**Enunciado 1**
De acordo com o texto de origem, que percentagem dos habitantes de Bissau se recusou a pagar o imposto em 1983?

Em fins do ano de 1980, o Estado, em crise financeira e sobre intensa pressão da ajuda internacional, concordou em reduzir o seu pessoal administrativo. A taxação também se revelou um insucesso. Para abolir os impostos coloniais, criou-se o Imposto de Reconstrução Nacional, com resultados verdadeiramente ineficazes. Em 1983, aproximadamente 85% dos habitantes de Bissau recusaram-se a pagar o imposto, tal como no arquipélago dos Bijagós. A burocracia estatal não insistiu com a taxação, aliás estava mal equipada para recolher impostos. Onde a taxação é satisfeita é no controlo governamental do comércio de importação e exportação, através dos funcionários alfandegários.

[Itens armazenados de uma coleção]
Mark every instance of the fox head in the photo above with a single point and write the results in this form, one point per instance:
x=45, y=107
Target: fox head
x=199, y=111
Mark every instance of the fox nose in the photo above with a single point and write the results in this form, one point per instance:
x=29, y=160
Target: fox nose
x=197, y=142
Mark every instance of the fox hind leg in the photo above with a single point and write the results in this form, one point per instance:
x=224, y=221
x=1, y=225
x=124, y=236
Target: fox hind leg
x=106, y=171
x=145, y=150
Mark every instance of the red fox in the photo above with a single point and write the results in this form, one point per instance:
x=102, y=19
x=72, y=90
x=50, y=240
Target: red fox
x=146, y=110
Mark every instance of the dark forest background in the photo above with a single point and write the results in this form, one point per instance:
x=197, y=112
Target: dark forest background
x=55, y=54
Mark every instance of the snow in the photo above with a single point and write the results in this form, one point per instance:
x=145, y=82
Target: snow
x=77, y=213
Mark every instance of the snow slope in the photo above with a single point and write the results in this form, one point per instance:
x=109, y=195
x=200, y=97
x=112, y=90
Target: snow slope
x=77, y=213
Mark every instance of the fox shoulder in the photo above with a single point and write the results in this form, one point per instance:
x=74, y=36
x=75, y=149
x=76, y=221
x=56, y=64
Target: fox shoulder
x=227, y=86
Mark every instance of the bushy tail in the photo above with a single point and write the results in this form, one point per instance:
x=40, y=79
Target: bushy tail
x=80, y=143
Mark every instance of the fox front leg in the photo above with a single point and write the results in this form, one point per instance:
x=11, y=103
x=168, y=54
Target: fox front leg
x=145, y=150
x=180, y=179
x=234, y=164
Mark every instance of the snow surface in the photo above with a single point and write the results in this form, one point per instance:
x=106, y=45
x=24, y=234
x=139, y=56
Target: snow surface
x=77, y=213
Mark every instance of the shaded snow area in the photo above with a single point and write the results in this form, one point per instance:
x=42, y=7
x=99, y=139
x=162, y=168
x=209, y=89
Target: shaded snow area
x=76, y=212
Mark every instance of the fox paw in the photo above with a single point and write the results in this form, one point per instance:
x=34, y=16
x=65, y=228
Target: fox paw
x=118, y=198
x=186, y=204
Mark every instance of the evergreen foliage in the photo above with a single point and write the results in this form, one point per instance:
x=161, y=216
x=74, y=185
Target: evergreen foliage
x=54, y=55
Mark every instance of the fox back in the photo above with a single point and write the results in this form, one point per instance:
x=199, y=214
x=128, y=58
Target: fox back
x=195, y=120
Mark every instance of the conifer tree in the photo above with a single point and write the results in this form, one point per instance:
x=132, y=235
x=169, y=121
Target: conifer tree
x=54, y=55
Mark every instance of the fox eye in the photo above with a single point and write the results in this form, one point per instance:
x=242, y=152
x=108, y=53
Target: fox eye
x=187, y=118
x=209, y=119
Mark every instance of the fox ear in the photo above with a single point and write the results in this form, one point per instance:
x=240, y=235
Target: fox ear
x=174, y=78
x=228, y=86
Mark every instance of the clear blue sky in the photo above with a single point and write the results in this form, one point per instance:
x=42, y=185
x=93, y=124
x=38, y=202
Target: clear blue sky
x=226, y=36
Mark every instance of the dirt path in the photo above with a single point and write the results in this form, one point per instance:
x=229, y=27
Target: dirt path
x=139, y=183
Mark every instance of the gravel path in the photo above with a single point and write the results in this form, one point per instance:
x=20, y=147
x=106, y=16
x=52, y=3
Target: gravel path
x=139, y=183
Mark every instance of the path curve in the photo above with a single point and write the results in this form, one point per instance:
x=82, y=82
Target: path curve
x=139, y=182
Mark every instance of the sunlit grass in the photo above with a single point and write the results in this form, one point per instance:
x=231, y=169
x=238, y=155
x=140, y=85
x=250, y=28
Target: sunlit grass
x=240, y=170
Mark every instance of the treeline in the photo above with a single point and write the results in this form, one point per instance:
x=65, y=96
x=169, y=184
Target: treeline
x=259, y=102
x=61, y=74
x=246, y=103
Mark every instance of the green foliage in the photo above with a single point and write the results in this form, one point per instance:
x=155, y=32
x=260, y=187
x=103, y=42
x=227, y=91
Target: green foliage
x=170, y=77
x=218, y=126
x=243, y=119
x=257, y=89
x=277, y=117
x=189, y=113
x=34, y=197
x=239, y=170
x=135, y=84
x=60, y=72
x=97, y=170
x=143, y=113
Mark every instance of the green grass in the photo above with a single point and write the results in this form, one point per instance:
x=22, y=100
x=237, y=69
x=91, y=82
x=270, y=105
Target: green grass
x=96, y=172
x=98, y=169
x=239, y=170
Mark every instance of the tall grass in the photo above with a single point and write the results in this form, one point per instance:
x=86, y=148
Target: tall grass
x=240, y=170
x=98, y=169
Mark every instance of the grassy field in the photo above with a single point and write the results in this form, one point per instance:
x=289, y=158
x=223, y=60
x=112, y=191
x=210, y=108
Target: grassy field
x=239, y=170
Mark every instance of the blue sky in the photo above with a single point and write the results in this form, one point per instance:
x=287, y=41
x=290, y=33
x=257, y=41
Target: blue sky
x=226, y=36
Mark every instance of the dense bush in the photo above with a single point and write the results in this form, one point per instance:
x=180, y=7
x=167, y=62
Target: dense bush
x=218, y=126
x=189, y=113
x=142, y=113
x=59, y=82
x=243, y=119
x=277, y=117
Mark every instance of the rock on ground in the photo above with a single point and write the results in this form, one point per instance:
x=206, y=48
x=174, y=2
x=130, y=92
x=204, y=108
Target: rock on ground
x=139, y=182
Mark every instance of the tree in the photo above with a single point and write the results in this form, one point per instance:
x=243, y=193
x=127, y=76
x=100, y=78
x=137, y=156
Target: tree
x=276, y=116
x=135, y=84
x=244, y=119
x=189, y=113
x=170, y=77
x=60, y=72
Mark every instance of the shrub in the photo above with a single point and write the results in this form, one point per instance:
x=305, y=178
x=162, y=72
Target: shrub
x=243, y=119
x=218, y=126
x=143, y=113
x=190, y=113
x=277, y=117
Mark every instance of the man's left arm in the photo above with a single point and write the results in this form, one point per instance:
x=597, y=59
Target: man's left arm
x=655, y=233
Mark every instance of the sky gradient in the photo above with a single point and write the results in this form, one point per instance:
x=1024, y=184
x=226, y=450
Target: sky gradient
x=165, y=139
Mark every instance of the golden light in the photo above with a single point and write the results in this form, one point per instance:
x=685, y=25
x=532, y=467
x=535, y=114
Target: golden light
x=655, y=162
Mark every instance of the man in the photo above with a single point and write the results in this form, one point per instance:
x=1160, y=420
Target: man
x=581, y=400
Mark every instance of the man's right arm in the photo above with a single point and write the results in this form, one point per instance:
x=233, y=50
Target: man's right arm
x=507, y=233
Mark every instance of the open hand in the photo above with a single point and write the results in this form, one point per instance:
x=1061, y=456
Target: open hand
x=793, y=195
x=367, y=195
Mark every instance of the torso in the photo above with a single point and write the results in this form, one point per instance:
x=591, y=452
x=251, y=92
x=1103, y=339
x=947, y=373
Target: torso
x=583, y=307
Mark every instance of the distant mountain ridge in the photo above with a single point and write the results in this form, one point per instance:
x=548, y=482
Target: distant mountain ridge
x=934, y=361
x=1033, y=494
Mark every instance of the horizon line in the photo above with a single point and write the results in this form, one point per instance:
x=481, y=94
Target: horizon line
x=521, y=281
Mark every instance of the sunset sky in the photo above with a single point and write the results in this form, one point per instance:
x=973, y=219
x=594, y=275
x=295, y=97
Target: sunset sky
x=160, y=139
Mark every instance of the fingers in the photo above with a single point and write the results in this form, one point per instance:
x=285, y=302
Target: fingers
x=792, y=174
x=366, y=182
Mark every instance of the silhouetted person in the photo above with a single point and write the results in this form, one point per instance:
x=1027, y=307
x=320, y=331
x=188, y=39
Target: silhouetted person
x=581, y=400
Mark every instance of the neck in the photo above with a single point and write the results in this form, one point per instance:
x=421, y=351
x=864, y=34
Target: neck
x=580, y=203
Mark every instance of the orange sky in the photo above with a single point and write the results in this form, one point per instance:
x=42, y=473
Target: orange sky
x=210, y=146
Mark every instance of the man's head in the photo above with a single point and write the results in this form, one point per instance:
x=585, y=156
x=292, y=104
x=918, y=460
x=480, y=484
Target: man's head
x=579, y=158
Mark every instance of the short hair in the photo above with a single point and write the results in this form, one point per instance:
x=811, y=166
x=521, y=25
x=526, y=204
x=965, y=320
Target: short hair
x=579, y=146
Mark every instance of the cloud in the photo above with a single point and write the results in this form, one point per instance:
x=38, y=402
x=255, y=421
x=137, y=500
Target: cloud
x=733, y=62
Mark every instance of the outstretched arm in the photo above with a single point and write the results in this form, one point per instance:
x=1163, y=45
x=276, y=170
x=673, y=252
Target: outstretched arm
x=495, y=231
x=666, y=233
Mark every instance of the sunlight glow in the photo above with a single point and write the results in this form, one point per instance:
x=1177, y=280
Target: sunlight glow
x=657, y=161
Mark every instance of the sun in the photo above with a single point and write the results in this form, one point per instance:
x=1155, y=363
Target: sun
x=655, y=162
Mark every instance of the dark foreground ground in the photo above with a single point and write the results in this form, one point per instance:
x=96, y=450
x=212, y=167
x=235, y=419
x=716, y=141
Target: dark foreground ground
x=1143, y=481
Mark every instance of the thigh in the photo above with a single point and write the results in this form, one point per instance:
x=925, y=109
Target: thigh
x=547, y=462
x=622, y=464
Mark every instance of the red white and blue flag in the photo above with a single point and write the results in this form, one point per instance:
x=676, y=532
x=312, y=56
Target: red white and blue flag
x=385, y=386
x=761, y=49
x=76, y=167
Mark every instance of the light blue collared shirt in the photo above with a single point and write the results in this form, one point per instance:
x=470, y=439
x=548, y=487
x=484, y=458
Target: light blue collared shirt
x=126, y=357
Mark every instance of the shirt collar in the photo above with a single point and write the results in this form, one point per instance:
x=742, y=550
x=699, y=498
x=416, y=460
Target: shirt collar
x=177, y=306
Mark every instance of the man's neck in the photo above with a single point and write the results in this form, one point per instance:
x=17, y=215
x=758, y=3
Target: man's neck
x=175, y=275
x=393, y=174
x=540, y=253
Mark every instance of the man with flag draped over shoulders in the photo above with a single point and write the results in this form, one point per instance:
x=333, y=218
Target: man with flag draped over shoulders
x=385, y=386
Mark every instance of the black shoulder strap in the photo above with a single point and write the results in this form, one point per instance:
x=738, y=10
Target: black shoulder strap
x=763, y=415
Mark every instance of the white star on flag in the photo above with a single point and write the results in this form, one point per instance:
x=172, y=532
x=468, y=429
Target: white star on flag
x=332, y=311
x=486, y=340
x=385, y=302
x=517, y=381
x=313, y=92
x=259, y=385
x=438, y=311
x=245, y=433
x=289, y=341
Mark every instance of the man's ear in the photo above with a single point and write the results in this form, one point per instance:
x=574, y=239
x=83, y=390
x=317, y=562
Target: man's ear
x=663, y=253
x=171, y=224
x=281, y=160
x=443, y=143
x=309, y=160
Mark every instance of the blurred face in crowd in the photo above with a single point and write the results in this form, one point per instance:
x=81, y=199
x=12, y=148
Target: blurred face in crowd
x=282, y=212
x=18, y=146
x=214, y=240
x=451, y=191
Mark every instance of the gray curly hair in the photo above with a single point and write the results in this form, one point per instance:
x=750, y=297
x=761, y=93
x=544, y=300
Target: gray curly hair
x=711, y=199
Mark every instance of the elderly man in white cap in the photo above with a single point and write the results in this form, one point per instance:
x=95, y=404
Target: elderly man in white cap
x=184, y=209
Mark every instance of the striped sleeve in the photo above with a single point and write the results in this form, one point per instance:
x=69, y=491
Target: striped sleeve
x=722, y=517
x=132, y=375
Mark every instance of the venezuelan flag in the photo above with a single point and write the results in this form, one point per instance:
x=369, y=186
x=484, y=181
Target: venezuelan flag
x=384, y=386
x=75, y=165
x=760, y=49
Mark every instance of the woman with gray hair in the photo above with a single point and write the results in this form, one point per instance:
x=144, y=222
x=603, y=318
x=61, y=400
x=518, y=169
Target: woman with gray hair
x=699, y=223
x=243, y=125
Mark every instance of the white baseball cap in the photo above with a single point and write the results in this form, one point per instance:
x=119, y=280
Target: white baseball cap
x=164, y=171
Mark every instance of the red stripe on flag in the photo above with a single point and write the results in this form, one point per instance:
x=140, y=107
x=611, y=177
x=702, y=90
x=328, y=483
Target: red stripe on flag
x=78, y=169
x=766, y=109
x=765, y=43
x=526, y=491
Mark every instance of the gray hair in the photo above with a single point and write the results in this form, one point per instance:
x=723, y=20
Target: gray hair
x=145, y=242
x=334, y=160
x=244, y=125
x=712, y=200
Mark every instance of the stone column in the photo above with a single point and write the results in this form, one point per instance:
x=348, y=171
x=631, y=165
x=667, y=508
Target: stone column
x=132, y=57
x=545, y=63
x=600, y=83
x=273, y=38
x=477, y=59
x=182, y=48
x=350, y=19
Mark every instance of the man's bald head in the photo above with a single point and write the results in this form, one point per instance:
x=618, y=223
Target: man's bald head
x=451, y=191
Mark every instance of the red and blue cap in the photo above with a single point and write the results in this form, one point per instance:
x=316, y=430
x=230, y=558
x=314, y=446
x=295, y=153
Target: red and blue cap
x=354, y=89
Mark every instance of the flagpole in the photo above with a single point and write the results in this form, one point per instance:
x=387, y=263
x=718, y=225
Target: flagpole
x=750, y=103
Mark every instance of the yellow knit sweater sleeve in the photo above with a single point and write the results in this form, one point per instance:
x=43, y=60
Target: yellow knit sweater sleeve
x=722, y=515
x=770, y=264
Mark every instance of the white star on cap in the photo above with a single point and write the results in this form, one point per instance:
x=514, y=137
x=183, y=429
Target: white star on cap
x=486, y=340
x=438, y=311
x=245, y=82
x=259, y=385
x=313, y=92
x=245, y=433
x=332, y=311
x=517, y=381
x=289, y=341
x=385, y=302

**Enunciado 2**
Reproduza sem alterações, das linhas do exercício, o trecho que vai da linha que contém "Mark every instance of the flagpole" até o fim dessas linhas, com ambos os extremos incluídos.

**Resposta correta 1**
Aproximadamente 85%.

**Resposta correta 2**
Mark every instance of the flagpole in the photo above with a single point and write the results in this form, one point per instance:
x=387, y=263
x=718, y=225
Target: flagpole
x=750, y=103
Mark every instance of the yellow knit sweater sleeve in the photo above with a single point and write the results in this form, one point per instance:
x=43, y=60
Target: yellow knit sweater sleeve
x=722, y=515
x=770, y=264
Mark every instance of the white star on cap in the photo above with a single point and write the results in this form, one point per instance:
x=514, y=137
x=183, y=429
Target: white star on cap
x=486, y=340
x=438, y=311
x=245, y=82
x=259, y=385
x=313, y=92
x=245, y=433
x=332, y=311
x=517, y=381
x=289, y=341
x=385, y=302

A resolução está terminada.